Press Schwartz is eminently qualified to talk on this challenging social concern.She is a trained academic who publishes and speaks widely. She earned a Ph.D. in History of Science from Princeton University, writing her dissertation about the cultural history of the Manhattan Project. She has served as an adjunct professor of history at Yeshiva and Stern Colleges. She is also a fellow of the Kogod Research Center at the Shalom Hartman Institute of North America. She lectures frequently on issues of contemporary importance in the Orthodox community.

She also serves as associate principal of general studies at SAR High School in the Bronx, New York and in this role, she has regular and prolonged contact with both teens and alumni/young adults who grapple with the “burning issues” of the day.

Press Schwartz started her talk with an assertion that “Our stories can get in the way of hearing other people’s stories.” She went on to illustrate this idea by sharing her personal story of her maternal grandfather, who fled persecution in Poland and immigrated to the US in the 1930s. Yehuda Kaprinski, who took the name Julius Cooper, served as an American soldier in World War II and afterwards started a family. He took a job selling real estate and worked hard, building a successful career.

While taking pride in her family story, and suggesting that it aligns with other American Jewish family stories, Dr. Press Schwartz said that families with such stories may look at other groups and wonder why they have not thrived given the opportunities the United States offers.

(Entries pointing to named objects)
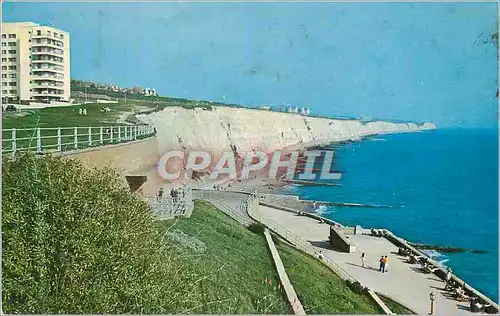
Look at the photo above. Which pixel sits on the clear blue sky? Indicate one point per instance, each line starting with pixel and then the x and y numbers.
pixel 422 62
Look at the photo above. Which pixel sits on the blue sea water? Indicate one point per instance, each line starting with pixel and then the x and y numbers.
pixel 447 181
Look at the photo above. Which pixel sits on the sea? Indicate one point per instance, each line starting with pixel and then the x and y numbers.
pixel 443 189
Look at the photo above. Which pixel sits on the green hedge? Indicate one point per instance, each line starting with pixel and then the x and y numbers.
pixel 76 241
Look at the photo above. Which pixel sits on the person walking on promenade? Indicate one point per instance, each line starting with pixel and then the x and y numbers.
pixel 448 276
pixel 381 261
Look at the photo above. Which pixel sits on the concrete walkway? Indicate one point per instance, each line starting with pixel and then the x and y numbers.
pixel 403 281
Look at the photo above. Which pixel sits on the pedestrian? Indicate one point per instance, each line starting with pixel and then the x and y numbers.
pixel 448 276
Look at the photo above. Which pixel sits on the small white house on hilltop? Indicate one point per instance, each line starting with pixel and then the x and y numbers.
pixel 149 92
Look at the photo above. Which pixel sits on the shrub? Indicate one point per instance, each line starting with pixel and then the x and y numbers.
pixel 257 228
pixel 76 241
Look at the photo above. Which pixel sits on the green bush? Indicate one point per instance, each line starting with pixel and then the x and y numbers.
pixel 257 228
pixel 76 241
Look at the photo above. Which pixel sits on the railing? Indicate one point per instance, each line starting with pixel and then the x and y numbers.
pixel 42 140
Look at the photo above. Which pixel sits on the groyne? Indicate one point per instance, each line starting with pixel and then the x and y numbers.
pixel 240 130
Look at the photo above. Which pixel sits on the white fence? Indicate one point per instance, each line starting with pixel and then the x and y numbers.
pixel 61 139
pixel 252 205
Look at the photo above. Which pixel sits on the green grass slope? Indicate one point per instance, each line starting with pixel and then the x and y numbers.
pixel 232 269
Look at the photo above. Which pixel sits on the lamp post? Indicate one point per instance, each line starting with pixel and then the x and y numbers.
pixel 432 296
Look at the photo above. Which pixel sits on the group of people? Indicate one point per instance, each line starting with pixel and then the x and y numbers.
pixel 383 263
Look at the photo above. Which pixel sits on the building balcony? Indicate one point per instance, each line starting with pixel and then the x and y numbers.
pixel 45 44
pixel 47 93
pixel 46 77
pixel 47 85
pixel 47 60
pixel 46 53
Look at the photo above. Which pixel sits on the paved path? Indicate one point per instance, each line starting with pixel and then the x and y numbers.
pixel 403 281
pixel 232 201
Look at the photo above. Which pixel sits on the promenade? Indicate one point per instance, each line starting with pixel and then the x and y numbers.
pixel 403 282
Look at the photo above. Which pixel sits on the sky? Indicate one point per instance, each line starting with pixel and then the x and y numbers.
pixel 423 62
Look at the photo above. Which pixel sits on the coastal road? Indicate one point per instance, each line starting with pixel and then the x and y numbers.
pixel 403 281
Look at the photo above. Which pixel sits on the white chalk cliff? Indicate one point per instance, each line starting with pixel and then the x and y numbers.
pixel 242 130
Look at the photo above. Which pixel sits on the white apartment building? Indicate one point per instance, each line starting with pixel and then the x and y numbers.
pixel 35 64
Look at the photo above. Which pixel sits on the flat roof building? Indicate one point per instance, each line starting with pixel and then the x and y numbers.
pixel 35 63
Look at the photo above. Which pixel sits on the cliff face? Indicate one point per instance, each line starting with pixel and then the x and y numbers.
pixel 242 130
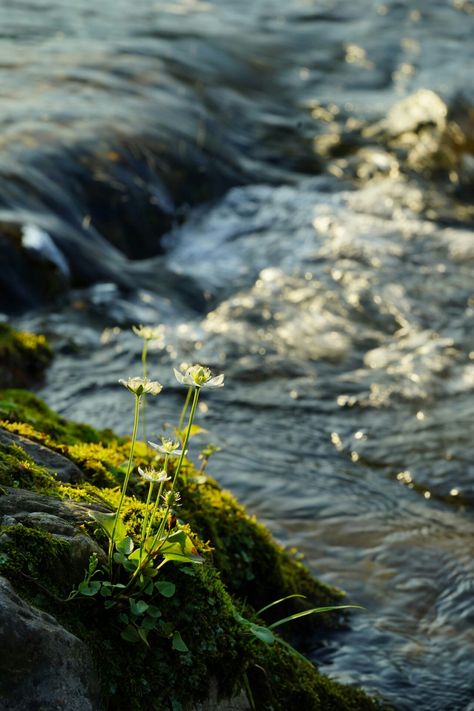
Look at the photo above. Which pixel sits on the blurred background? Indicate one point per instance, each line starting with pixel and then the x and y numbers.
pixel 287 188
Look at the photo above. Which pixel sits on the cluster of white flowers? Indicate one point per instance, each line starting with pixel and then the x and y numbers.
pixel 150 474
pixel 142 386
pixel 198 376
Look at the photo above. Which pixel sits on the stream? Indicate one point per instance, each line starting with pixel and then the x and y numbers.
pixel 287 189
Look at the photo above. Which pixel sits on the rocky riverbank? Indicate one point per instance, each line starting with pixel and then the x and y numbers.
pixel 72 655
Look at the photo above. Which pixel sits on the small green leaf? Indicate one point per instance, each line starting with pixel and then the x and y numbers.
pixel 277 602
pixel 178 643
pixel 138 607
pixel 90 588
pixel 149 623
pixel 262 633
pixel 182 558
pixel 143 634
pixel 166 589
pixel 130 634
pixel 148 587
pixel 313 611
pixel 125 546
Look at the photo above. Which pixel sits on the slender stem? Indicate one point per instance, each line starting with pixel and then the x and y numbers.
pixel 162 525
pixel 144 355
pixel 127 477
pixel 157 500
pixel 145 519
pixel 185 408
pixel 186 439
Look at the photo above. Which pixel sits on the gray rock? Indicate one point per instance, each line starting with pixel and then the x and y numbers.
pixel 55 516
pixel 43 667
pixel 63 468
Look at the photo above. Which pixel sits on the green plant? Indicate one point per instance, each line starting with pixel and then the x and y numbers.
pixel 129 581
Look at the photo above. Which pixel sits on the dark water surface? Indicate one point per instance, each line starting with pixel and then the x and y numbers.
pixel 287 188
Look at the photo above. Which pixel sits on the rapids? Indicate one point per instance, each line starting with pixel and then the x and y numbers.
pixel 285 187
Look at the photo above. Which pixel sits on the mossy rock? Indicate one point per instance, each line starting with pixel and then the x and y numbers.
pixel 23 357
pixel 200 638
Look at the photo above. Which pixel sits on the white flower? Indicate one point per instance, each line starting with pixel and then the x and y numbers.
pixel 151 474
pixel 168 447
pixel 149 333
pixel 140 386
pixel 172 498
pixel 199 377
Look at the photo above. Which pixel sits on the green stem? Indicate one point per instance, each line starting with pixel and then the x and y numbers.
pixel 162 525
pixel 157 500
pixel 144 355
pixel 127 477
pixel 186 439
pixel 145 520
pixel 185 408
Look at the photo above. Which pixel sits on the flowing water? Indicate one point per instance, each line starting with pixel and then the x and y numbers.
pixel 285 187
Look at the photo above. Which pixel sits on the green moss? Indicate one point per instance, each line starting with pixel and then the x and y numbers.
pixel 253 566
pixel 244 569
pixel 33 559
pixel 23 356
pixel 17 469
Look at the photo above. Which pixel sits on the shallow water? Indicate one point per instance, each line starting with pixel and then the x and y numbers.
pixel 248 177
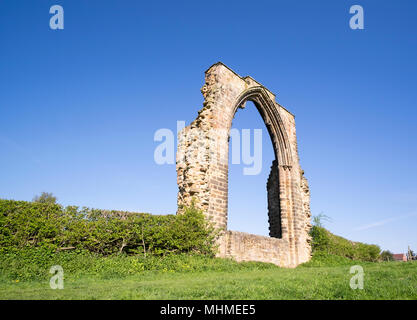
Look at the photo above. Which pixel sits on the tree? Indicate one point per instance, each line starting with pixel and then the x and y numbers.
pixel 318 220
pixel 45 197
pixel 387 255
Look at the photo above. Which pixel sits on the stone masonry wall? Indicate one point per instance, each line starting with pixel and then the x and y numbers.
pixel 202 171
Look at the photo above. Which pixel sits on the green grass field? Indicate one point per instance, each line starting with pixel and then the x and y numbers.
pixel 188 277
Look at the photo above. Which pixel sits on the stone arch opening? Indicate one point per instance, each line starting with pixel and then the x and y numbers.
pixel 202 170
pixel 251 154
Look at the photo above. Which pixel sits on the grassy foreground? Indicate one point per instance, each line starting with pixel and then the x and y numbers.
pixel 197 277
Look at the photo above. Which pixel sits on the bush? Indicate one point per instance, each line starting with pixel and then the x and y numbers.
pixel 325 241
pixel 55 228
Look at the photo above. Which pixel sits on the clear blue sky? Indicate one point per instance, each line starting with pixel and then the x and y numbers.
pixel 79 106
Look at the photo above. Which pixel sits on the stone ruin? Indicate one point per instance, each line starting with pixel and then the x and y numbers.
pixel 202 171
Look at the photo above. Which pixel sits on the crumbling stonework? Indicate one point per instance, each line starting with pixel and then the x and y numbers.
pixel 202 169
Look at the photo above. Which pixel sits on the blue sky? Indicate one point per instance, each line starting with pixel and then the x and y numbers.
pixel 79 107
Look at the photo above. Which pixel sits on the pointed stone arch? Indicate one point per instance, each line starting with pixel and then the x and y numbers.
pixel 202 170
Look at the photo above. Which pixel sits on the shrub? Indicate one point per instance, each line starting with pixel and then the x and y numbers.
pixel 53 227
pixel 325 241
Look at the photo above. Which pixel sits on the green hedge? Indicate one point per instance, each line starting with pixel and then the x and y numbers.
pixel 51 226
pixel 325 241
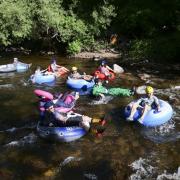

▸ Work instructions
• 1. In the source text, what name did Yehuda Kaprinski take?
• 2. Please reproduce, word for word, the stretch of the listing from the line containing "the small white" through the line containing "pixel 42 140", including both of those lines.

▸ Results
• 1. Julius Cooper

• 2.
Look at the photo above. Which pixel sits on the small white house on hilltop? Indicate one point per instance, each line starting with pixel and then the x and y numbers.
pixel 149 92
Look at the photo above. Which pixel sits on the shrub? Indicate one point per instance, each line starting with pixel and then the x and y numbers.
pixel 257 228
pixel 76 241
Look at the photo above. Which pixel sits on the green bush? Indicate one point per instance, each line starting with pixel and then the x and y numbers.
pixel 257 228
pixel 76 241
Look at the photo above. Which pixel sits on the railing? Indicate one point per instance, each line starting with pixel and then the x and y numbers.
pixel 42 140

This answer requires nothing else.